» **Records from a data collection**:
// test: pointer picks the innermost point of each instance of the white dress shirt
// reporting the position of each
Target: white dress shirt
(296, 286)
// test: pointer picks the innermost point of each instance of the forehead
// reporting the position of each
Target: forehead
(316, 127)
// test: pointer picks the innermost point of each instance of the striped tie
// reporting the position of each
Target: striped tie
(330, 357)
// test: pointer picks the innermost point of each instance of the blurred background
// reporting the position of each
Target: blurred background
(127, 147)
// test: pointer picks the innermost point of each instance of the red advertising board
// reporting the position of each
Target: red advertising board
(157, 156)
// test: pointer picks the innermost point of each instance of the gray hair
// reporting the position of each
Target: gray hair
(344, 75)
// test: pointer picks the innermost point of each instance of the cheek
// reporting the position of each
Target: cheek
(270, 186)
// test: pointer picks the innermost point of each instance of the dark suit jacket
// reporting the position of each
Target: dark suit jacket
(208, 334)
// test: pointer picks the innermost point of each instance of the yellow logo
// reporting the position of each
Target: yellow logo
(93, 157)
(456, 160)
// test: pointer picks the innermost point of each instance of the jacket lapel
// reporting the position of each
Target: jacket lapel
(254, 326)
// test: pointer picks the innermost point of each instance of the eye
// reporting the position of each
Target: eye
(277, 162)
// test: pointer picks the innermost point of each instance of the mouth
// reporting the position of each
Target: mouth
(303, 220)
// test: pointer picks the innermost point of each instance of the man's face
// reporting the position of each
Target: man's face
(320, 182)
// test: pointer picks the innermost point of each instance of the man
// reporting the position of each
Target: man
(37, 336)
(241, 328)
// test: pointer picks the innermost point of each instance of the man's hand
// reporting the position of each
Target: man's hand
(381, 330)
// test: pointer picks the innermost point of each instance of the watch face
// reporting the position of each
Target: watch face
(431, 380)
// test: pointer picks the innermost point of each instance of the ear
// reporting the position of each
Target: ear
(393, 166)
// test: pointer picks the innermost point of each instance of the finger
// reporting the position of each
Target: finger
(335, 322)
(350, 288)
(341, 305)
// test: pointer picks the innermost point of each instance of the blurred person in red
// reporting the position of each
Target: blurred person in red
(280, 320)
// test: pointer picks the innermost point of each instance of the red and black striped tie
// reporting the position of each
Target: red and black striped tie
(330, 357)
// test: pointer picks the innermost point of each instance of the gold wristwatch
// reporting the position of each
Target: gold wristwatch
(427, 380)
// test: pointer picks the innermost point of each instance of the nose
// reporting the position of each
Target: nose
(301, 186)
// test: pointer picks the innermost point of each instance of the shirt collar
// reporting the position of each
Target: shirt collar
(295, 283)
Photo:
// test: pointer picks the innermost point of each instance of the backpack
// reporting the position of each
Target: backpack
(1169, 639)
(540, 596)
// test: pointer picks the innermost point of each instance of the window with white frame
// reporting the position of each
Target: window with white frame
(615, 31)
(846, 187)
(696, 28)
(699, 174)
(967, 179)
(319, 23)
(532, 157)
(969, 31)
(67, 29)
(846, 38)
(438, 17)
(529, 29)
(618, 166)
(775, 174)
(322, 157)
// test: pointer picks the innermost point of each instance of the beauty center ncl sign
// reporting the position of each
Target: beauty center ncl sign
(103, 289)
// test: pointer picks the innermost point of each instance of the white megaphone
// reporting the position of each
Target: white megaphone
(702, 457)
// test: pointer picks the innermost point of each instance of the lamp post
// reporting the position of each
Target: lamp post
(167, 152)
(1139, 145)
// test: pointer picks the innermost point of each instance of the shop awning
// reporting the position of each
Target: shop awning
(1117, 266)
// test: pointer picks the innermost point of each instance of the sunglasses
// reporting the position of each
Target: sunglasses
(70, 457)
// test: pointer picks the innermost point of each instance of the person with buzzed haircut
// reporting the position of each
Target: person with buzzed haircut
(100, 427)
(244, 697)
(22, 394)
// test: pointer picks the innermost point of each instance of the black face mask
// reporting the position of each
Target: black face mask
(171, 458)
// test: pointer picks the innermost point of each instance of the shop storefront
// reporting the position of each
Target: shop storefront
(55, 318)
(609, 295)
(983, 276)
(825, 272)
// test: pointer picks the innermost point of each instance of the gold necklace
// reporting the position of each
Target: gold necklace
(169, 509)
==
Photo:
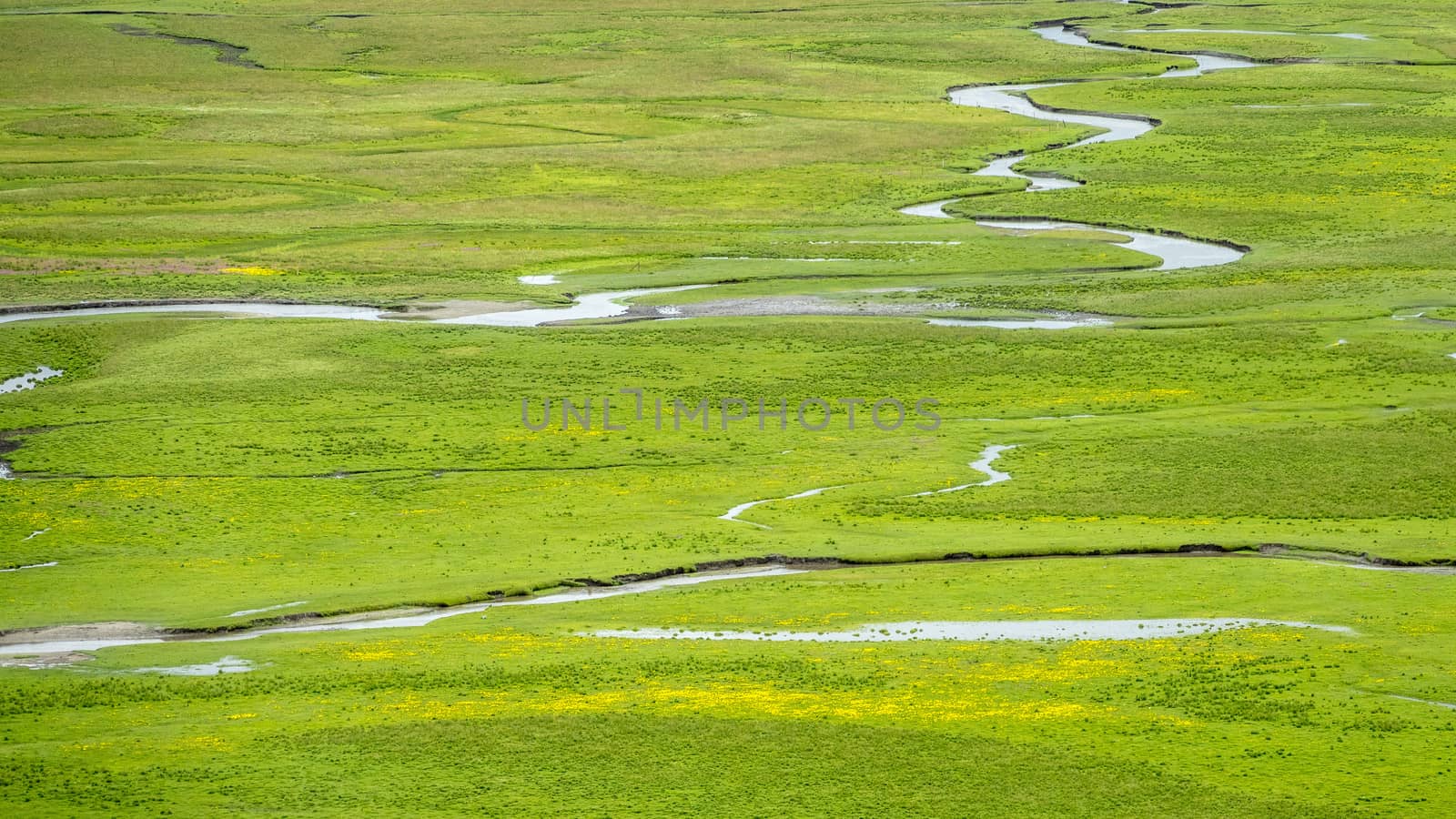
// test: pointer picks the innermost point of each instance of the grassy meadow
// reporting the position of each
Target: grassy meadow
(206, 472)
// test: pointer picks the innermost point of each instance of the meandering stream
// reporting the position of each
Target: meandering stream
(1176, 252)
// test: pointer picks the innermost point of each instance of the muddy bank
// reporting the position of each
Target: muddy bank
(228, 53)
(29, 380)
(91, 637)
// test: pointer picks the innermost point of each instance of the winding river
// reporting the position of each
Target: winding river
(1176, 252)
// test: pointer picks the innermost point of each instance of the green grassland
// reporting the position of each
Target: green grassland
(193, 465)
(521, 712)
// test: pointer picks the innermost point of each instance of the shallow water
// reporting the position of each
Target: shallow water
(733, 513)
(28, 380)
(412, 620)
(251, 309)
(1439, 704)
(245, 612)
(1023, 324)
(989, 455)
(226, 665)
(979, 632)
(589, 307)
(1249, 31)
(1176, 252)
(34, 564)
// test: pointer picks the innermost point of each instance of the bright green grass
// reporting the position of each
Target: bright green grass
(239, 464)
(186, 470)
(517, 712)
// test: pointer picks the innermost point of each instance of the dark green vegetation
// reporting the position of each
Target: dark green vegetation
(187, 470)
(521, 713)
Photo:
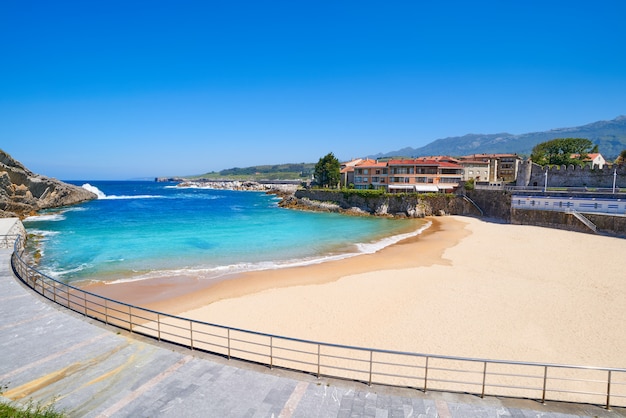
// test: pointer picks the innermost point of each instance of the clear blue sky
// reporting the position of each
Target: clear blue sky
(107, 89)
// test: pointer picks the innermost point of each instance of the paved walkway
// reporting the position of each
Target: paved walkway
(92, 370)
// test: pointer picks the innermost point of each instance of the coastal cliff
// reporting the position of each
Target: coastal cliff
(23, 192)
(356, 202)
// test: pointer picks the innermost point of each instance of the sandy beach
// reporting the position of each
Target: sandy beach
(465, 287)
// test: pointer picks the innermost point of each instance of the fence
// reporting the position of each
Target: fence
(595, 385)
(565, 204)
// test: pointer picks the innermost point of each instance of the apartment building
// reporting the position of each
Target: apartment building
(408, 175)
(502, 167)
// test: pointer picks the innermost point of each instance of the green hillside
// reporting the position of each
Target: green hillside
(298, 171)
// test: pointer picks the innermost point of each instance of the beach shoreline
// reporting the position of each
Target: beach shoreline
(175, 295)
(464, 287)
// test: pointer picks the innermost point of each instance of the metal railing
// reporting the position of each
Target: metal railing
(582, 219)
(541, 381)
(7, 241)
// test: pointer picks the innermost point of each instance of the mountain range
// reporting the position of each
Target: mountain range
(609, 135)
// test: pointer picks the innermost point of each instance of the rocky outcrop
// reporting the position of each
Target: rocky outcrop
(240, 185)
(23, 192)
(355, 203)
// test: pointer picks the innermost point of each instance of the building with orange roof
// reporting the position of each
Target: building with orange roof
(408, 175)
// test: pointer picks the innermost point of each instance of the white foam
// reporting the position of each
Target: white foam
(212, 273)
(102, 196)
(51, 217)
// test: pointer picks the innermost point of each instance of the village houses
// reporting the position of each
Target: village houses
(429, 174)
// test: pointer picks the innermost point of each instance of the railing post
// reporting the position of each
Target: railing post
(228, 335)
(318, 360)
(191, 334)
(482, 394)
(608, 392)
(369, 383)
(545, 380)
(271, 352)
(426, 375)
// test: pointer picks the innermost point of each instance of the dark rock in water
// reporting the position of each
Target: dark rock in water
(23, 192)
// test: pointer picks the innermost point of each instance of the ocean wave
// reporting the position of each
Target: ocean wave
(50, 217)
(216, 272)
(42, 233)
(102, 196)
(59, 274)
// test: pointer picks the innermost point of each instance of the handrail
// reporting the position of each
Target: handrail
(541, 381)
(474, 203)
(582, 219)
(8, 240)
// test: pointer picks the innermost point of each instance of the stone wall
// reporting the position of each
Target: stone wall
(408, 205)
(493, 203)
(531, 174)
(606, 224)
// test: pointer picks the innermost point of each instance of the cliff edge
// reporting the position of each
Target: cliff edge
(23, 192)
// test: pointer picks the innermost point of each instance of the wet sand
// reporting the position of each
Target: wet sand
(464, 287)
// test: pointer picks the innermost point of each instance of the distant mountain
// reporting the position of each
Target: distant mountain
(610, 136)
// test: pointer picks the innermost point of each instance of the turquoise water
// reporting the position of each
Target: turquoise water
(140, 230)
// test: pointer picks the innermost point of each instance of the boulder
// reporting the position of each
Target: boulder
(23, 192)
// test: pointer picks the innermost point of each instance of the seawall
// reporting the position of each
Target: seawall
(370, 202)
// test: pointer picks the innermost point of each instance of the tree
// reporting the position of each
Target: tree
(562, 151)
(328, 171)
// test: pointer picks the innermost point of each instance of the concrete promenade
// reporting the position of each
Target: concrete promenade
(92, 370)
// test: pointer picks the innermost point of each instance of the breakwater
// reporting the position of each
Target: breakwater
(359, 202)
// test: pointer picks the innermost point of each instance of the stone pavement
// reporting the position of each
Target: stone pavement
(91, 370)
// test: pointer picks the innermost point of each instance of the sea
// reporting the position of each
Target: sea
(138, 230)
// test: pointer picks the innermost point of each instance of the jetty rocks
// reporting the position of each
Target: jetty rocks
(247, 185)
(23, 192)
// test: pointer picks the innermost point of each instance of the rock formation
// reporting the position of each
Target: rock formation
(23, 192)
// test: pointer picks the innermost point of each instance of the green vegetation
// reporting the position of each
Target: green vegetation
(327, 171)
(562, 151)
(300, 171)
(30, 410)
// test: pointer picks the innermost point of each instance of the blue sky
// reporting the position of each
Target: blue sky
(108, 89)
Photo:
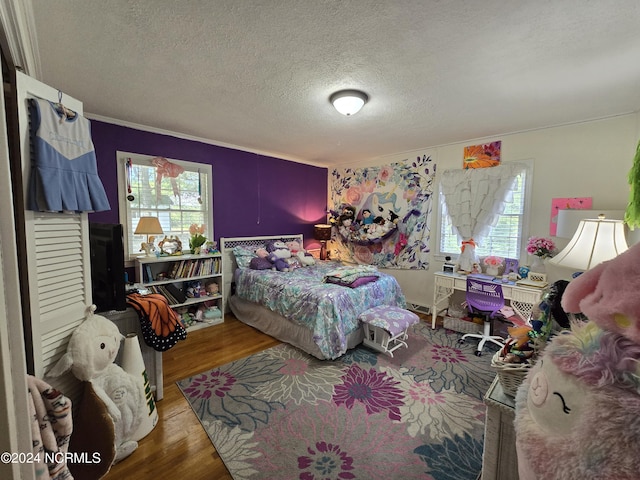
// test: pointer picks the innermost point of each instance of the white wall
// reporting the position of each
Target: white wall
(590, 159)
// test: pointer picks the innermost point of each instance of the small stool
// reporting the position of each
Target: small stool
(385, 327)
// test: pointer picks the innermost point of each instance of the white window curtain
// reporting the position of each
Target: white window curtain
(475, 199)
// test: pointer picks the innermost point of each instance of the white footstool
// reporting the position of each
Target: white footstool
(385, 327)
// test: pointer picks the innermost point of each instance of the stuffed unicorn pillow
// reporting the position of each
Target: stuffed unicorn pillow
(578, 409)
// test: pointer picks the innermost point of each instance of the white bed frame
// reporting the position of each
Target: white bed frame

» **Activity**: Looking at the data above, write out exactly the lines that start at the one containing "the white dress shirt" and end at the one containing "the red advertising board"; include both and nothing beyond.

» **Exercise solution**:
// test: pointer picks the innermost point of each instance of the white dress shirt
// reporting the position of each
Target: white dress shirt
(296, 286)
// test: pointer picks the innermost point of each instance of the forehead
// reporting the position of each
Target: forehead
(316, 127)
// test: pointer picks the innermost point of each instance of the striped tie
// reporting the position of each
Target: striped tie
(330, 357)
// test: pointer picks the innermost point of each instance of the blurred background
// reporting the position of each
Target: blurred background
(127, 147)
// test: pointer picks the innermost point of each instance of the red advertising board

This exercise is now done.